* begin *

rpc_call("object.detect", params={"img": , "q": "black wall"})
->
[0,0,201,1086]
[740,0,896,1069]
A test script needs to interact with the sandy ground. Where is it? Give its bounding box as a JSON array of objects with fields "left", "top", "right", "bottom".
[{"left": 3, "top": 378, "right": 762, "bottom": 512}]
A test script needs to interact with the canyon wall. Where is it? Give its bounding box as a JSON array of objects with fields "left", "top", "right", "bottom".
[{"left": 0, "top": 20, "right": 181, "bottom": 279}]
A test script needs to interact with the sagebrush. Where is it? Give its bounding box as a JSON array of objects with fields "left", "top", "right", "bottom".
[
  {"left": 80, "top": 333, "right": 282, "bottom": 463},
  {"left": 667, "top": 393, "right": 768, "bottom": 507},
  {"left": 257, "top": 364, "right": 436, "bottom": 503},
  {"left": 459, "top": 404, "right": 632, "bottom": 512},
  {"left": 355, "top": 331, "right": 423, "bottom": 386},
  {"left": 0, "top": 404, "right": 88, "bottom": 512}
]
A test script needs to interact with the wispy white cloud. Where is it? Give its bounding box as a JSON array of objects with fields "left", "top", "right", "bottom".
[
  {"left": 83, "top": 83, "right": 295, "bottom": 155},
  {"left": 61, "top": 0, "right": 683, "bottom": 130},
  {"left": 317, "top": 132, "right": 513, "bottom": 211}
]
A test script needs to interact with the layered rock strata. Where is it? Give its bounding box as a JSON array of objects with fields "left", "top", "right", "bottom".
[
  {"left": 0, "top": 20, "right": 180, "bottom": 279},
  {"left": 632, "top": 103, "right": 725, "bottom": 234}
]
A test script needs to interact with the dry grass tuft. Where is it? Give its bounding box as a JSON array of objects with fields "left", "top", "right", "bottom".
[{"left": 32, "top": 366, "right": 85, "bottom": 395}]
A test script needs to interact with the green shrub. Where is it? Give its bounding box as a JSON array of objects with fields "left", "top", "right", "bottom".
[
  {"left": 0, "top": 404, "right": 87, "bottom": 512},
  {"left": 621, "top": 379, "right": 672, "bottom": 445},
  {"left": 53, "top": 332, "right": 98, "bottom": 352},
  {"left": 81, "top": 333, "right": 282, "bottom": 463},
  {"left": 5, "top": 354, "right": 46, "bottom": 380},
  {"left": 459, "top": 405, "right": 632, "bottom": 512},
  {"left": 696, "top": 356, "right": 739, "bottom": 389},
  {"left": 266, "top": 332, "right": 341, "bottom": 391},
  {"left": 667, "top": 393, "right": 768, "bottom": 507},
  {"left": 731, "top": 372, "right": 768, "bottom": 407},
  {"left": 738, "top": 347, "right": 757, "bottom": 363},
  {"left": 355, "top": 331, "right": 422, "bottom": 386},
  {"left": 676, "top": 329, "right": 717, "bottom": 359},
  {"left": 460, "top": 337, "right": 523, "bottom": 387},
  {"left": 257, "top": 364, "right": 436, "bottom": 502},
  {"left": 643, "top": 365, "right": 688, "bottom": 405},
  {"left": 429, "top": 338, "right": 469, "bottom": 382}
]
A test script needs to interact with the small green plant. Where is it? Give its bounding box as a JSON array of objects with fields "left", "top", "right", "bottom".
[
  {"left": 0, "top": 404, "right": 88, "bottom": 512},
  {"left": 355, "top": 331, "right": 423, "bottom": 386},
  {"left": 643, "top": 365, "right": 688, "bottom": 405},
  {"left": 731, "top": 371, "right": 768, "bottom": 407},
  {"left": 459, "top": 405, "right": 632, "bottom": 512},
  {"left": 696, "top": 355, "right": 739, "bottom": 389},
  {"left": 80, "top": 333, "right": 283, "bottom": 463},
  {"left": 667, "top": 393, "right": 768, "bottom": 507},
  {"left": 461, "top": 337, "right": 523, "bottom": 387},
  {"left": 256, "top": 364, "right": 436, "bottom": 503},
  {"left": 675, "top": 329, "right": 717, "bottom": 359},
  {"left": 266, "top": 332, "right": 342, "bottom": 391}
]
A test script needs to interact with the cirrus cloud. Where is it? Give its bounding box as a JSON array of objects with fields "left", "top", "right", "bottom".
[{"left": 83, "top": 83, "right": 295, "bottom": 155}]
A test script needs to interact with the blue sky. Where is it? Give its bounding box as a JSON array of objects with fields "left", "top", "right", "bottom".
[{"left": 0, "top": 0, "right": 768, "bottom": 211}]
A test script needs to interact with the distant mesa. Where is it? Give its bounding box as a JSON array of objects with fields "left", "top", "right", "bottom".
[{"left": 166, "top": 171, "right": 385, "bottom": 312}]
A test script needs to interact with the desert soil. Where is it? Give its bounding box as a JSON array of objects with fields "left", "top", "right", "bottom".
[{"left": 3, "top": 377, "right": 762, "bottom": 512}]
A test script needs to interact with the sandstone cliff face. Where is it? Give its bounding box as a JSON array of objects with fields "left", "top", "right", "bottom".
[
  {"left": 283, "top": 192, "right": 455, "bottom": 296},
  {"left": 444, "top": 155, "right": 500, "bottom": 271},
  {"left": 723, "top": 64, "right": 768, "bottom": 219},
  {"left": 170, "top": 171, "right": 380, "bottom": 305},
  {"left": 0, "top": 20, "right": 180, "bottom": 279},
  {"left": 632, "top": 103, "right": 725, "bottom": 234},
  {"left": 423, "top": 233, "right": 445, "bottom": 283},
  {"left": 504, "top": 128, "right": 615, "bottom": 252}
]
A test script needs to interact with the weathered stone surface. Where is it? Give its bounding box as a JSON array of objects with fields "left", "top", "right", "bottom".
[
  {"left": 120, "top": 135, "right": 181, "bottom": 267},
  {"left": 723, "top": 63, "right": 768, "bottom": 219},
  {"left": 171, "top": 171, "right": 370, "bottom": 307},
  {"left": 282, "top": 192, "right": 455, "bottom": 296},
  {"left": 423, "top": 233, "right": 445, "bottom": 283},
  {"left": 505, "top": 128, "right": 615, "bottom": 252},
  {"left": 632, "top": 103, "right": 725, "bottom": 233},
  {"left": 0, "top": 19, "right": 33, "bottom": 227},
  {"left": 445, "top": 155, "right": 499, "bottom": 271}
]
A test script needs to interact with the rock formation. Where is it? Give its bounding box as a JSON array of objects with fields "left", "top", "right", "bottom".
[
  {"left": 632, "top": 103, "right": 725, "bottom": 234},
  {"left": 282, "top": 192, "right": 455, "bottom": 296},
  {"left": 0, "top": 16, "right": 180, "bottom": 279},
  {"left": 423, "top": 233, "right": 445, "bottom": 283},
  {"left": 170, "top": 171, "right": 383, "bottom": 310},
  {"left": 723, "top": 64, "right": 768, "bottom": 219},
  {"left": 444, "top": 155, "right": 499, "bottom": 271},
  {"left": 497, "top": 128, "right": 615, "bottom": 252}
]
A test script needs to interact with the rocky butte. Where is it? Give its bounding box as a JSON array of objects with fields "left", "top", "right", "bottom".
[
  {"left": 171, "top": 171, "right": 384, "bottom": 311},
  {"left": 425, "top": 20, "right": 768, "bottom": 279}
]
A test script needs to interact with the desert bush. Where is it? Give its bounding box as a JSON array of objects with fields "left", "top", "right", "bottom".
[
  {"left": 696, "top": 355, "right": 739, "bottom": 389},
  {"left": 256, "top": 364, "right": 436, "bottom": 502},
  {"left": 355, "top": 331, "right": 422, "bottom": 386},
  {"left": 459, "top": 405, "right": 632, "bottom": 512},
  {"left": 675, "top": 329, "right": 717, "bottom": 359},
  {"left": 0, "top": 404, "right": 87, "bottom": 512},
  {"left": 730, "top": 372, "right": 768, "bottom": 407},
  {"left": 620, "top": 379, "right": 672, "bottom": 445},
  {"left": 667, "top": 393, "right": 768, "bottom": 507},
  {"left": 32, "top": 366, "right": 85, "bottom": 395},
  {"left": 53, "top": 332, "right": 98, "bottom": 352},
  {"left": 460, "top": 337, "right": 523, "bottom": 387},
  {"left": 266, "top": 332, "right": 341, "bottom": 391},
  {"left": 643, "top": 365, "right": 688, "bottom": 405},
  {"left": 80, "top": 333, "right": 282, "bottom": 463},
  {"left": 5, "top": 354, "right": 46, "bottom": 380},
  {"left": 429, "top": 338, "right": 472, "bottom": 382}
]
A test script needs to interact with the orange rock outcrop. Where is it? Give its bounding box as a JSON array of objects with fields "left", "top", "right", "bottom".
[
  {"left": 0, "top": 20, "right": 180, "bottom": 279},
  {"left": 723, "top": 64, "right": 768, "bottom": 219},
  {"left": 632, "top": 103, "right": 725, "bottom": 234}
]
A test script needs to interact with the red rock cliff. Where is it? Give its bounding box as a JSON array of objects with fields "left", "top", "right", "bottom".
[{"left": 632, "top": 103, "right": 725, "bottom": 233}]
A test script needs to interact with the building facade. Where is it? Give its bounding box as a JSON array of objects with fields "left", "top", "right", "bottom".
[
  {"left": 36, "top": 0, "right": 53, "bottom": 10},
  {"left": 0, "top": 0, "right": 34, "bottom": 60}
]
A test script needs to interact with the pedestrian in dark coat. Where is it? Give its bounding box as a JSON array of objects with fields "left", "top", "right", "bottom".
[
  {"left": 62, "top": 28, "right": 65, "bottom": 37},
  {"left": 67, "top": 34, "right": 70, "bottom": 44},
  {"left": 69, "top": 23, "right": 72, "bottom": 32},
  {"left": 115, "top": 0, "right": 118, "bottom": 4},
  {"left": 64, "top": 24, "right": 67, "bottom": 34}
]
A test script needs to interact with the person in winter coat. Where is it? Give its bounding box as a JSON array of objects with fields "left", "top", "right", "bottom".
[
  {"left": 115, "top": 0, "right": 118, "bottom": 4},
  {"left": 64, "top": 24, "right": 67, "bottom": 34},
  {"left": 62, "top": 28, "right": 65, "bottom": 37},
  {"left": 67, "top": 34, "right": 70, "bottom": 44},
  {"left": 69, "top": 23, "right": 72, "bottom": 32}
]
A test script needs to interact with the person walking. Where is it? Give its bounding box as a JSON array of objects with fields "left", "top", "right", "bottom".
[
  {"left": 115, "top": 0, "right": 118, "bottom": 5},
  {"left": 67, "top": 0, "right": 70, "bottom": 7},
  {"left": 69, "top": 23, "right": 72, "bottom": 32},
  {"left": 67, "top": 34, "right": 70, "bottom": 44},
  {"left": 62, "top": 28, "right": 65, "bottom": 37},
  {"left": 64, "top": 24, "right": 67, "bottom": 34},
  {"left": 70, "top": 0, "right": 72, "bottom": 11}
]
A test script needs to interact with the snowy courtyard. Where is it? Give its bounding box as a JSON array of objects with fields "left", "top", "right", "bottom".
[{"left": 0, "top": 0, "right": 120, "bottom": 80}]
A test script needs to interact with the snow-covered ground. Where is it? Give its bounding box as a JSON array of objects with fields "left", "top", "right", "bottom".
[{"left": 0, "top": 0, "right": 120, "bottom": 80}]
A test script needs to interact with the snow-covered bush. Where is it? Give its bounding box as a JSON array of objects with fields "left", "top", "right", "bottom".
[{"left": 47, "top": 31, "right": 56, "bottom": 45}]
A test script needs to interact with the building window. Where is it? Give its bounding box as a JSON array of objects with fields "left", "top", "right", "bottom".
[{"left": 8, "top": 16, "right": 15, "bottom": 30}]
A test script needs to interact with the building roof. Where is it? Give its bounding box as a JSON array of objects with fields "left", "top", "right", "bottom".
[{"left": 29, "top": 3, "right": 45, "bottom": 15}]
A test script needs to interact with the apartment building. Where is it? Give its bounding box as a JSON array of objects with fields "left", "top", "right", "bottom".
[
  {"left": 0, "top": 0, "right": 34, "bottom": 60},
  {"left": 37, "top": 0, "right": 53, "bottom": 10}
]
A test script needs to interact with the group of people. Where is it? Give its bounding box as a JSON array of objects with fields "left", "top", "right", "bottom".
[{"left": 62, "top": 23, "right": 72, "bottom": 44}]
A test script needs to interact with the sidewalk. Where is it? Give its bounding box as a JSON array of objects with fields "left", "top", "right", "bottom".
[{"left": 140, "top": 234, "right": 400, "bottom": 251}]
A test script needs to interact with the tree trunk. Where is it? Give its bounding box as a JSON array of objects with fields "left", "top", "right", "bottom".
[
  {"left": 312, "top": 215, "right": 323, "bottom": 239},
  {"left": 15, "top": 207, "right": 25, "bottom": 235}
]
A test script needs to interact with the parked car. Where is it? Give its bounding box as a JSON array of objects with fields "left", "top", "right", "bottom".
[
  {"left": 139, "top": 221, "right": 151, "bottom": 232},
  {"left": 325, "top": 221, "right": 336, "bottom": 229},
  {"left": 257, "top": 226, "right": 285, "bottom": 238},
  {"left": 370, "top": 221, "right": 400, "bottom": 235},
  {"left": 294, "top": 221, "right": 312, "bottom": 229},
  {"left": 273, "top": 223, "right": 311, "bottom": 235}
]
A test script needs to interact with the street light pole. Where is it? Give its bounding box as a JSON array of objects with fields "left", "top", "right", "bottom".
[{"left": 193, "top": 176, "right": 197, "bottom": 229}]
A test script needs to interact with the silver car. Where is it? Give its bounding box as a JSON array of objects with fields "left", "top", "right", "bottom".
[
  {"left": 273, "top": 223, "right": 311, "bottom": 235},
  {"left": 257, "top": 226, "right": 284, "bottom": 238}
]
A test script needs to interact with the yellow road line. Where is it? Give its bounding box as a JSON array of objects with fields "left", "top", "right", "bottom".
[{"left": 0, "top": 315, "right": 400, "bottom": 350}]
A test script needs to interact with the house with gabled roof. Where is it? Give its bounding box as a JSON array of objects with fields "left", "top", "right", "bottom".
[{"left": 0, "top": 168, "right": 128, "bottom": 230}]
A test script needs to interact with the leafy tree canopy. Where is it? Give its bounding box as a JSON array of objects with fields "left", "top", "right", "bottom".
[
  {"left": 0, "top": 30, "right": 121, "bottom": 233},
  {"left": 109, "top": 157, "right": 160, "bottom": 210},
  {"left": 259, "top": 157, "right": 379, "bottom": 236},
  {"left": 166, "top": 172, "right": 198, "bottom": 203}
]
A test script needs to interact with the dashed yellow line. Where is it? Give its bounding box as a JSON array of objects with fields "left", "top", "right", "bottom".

* end *

### What to do
List every line above that contains the string "bush", matching its case.

### Finished answer
A test script needs to interact with the desert bush. Where is it? Give its bounding box as a JSON array of objects with fields "left", "top", "right", "bottom".
A test script needs to interact with the snow-covered bush. Where is it? Give its bounding box as a JSON array of objects with fields "left", "top", "right", "bottom".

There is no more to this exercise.